» **What you have to do**
List each line of the data below that contains the word "bear", copying every such line in full. Treat the match as case-sensitive.

═════ Rows

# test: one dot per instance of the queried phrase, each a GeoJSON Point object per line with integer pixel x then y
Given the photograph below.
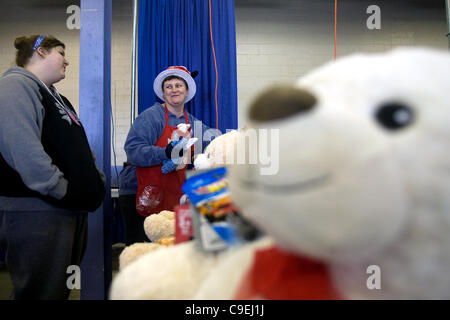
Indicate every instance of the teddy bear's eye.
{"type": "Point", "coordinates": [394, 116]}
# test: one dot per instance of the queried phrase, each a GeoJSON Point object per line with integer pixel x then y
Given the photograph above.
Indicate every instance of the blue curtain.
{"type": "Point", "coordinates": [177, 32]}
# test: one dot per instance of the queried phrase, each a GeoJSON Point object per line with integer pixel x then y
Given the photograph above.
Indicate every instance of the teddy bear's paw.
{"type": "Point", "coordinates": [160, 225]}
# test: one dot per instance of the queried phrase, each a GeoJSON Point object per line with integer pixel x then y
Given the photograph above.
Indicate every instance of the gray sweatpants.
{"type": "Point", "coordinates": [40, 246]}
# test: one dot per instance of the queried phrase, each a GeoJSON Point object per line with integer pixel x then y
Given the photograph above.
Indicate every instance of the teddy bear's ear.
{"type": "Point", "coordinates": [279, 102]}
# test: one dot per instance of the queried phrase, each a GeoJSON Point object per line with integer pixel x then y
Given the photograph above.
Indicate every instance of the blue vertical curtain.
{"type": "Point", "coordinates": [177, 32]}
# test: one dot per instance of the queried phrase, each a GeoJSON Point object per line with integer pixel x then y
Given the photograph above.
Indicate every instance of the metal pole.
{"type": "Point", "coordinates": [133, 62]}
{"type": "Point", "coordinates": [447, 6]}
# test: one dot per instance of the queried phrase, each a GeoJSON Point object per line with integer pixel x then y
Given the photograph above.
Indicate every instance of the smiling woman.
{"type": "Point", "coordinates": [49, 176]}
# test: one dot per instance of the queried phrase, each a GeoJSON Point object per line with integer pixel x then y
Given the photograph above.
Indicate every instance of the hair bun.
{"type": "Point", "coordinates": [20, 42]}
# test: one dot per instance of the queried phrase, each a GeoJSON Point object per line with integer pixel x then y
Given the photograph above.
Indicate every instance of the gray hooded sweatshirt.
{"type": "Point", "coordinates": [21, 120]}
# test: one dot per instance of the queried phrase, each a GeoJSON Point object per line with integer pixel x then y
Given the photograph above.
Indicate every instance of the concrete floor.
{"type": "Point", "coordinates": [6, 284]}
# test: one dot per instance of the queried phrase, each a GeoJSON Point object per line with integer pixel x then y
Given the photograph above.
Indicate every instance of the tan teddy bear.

══════════
═════ Rows

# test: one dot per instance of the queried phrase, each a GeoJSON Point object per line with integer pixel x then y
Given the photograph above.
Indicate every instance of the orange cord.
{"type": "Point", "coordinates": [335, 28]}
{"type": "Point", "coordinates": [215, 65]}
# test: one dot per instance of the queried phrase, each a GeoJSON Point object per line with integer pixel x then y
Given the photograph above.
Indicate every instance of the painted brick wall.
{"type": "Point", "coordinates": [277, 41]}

══════════

» **The completed task**
Indicate every instance of the teddy bear's eye.
Indicate every instance of the teddy bear's paw.
Indicate every instance of the teddy bear's ear.
Indicate every instance of the tan teddy bear.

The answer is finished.